Given records
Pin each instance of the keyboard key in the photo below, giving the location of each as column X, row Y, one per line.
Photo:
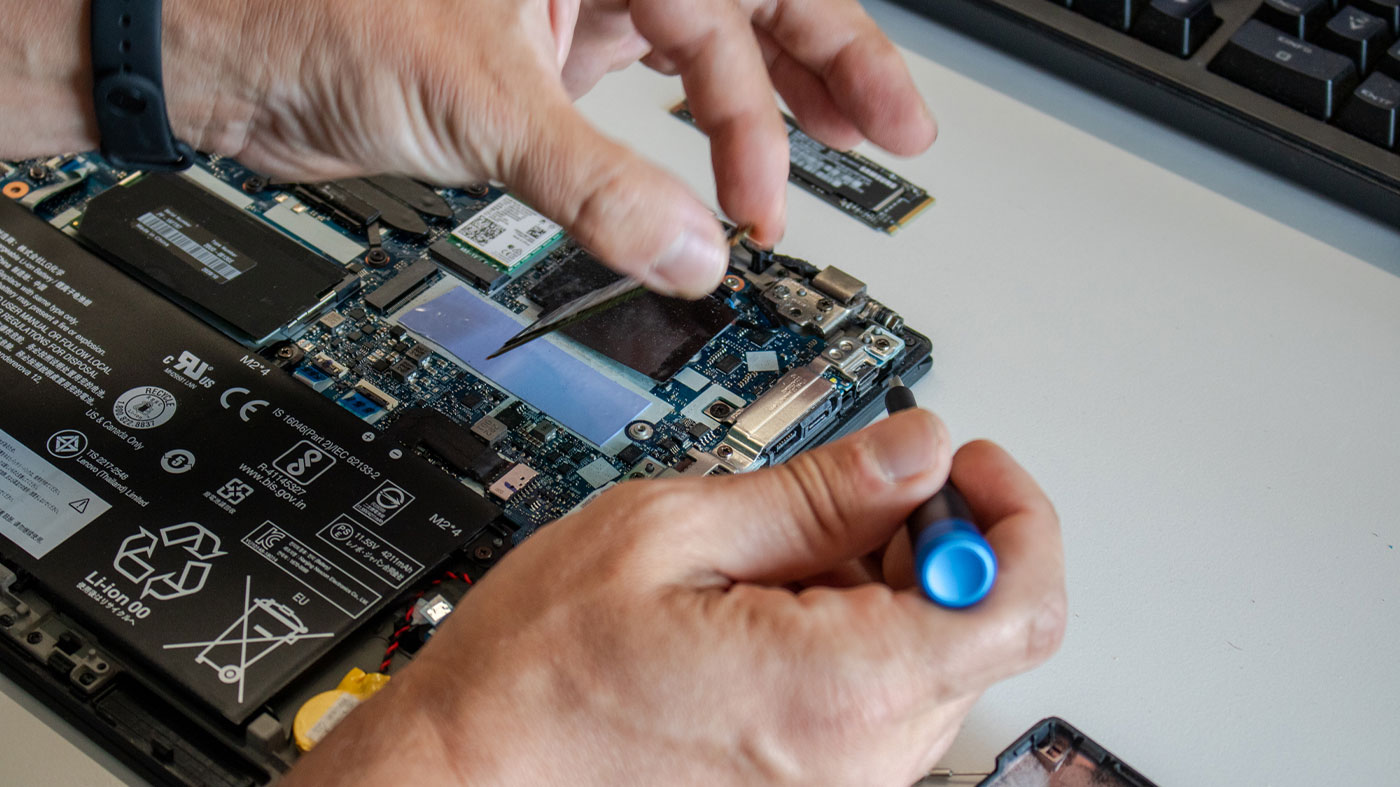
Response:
column 1357, row 35
column 1388, row 10
column 1390, row 62
column 1179, row 27
column 1306, row 77
column 1299, row 18
column 1374, row 111
column 1117, row 14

Instructions for the task
What the task needs is the material above repeated exactly, pictures excepted.

Task solution
Pin each instance of the keyboard key in the photo below, giving the location of each as column X, row Y, one per line.
Photo:
Response:
column 1357, row 35
column 1388, row 10
column 1390, row 62
column 1179, row 27
column 1306, row 77
column 1299, row 18
column 1374, row 111
column 1117, row 14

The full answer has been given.